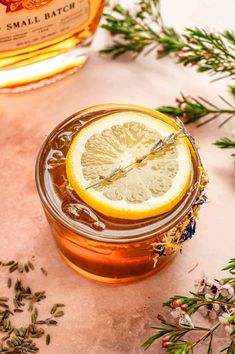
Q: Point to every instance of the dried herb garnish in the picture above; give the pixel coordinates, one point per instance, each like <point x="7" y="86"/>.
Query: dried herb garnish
<point x="21" y="340"/>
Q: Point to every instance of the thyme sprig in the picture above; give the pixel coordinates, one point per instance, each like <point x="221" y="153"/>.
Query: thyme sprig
<point x="215" y="299"/>
<point x="193" y="109"/>
<point x="21" y="340"/>
<point x="209" y="52"/>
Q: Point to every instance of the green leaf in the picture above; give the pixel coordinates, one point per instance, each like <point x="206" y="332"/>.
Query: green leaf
<point x="225" y="143"/>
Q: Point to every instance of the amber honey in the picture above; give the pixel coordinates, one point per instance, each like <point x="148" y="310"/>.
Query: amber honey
<point x="100" y="247"/>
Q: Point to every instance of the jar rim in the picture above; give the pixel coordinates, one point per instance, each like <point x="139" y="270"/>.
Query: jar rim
<point x="93" y="234"/>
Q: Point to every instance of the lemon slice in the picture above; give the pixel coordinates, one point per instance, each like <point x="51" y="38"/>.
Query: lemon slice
<point x="150" y="188"/>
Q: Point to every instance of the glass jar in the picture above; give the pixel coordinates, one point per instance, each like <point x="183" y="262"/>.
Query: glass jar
<point x="106" y="249"/>
<point x="42" y="41"/>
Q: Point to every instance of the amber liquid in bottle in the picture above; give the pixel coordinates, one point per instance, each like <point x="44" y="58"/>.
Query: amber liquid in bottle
<point x="43" y="41"/>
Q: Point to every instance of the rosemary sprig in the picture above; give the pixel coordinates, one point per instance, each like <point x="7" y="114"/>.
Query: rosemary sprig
<point x="192" y="109"/>
<point x="161" y="144"/>
<point x="217" y="299"/>
<point x="209" y="52"/>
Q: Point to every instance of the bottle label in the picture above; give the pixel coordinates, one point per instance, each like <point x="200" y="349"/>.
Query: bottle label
<point x="24" y="23"/>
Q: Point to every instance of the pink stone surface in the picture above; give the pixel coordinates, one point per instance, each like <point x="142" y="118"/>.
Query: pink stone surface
<point x="102" y="319"/>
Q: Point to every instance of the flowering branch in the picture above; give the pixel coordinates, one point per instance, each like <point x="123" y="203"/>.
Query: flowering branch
<point x="192" y="109"/>
<point x="215" y="299"/>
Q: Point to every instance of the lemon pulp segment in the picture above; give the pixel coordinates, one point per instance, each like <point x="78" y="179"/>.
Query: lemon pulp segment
<point x="150" y="188"/>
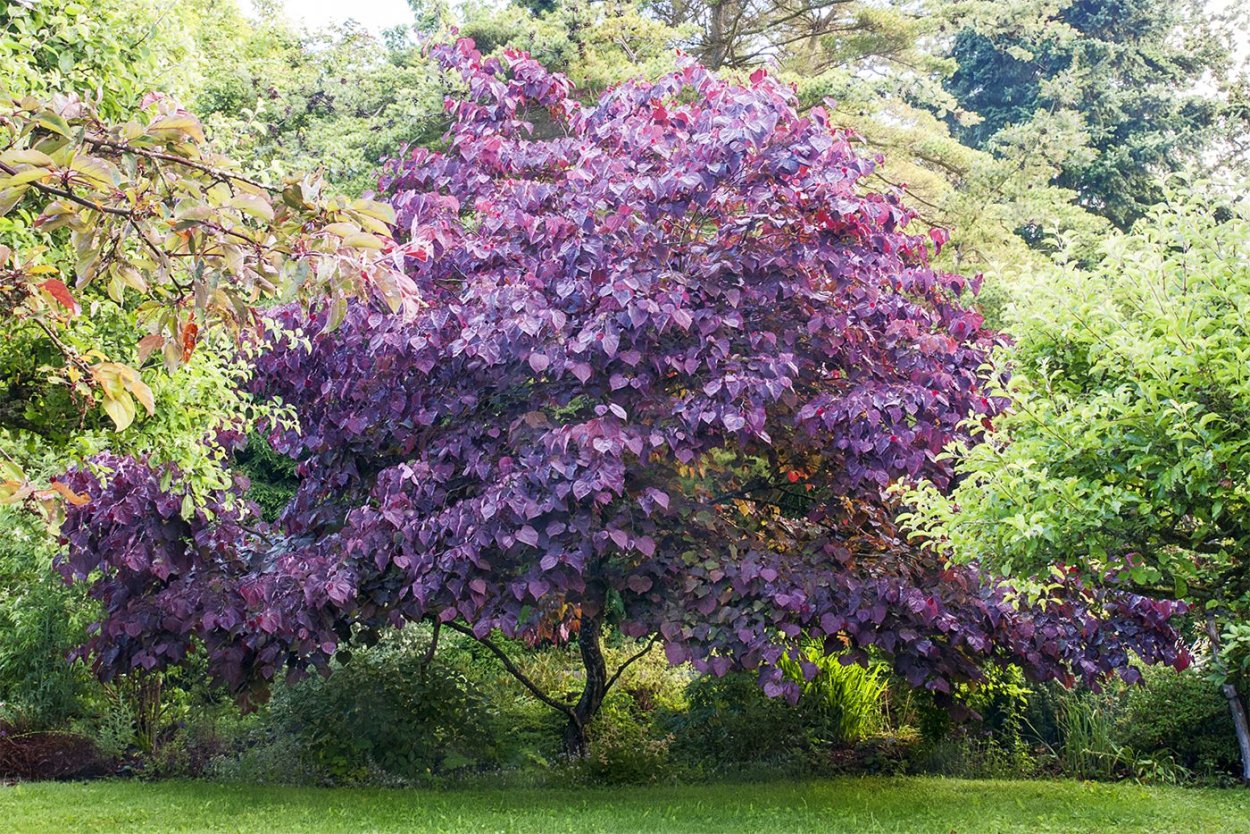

• YOUR OBJECTIVE: Please reproduce only the stretch of material starting at the line containing "Q: Point to every instance of the rosemary" and ending at the end of the material, keeping every line, requests included, but shifting each point coordinate in the answers by adding -135 to it. Leave the pictures out.

• RESULT OF THIS TASK:
Q: Point to every instance of the rosemary sprig in the picture above; give the pixel coordinates, one point per instance, each like <point x="7" y="114"/>.
Query: rosemary sprig
<point x="57" y="-26"/>
<point x="26" y="9"/>
<point x="82" y="164"/>
<point x="74" y="-83"/>
Q: Point to every instance of the bottle label in the picture above; give the pixel coordinates, one point per instance, each like <point x="200" y="349"/>.
Query: bottle label
<point x="-111" y="-112"/>
Q: Point to every instance of the pink stone surface in the picture above; give the pixel coordinates, one point per instance, each like <point x="142" y="118"/>.
Query: pink stone surface
<point x="-33" y="184"/>
Q: Point to every instance of the flowering branch in the picture above; give the pixel coordinates, one point per instance, each like <point x="123" y="203"/>.
Query: flowering branch
<point x="57" y="-26"/>
<point x="80" y="164"/>
Q: Point to every instance of the lemon pulp segment in the picture above; give the pixel coordinates, one point per instance, each like <point x="78" y="179"/>.
Query: lemon pulp segment
<point x="15" y="53"/>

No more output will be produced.